(Image point grounding data):
*** Begin section ***

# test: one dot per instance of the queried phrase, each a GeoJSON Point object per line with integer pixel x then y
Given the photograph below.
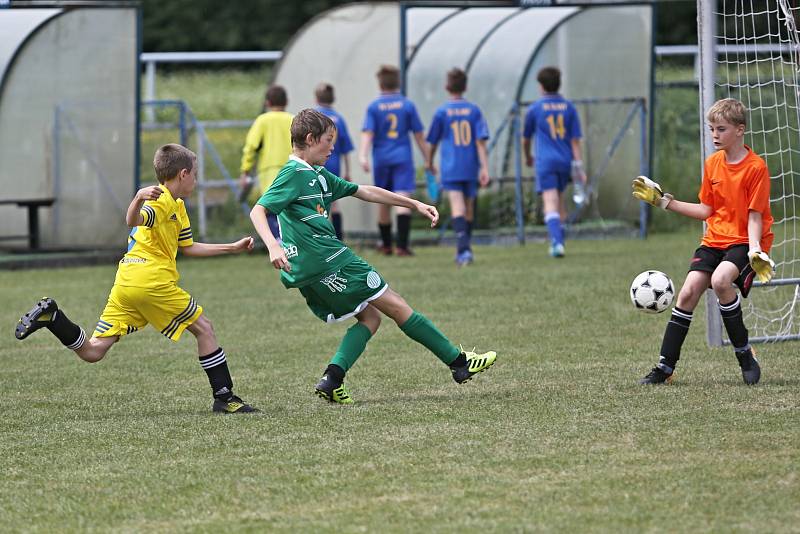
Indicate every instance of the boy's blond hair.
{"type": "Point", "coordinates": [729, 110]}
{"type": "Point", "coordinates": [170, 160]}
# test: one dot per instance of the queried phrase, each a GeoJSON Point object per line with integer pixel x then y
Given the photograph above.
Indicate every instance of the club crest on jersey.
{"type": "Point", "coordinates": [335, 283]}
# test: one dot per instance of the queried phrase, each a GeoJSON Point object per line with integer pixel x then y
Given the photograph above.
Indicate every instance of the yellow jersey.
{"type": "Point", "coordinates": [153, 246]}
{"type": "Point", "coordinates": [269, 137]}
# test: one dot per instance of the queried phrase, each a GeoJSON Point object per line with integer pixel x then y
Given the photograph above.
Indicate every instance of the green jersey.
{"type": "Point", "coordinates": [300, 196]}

*** End section ***
*** Begin section ***

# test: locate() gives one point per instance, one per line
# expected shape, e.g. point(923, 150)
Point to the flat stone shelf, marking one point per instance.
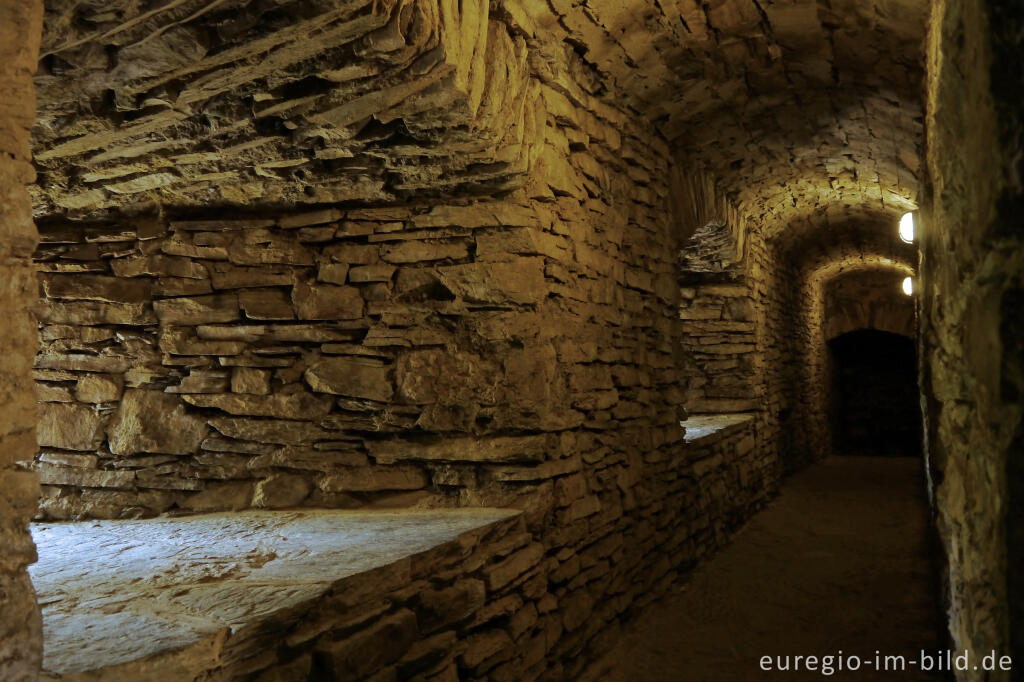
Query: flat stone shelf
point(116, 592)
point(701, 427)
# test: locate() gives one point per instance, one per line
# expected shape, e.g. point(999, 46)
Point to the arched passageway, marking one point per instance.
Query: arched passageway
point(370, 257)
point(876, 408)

*** End section ***

(What is required):
What lines above contain the word "marking"? Return each such line.

(Written answer):
Point to the flat stone shelf, marking one point per instance.
Point to the arched passageway, marking one point per instance.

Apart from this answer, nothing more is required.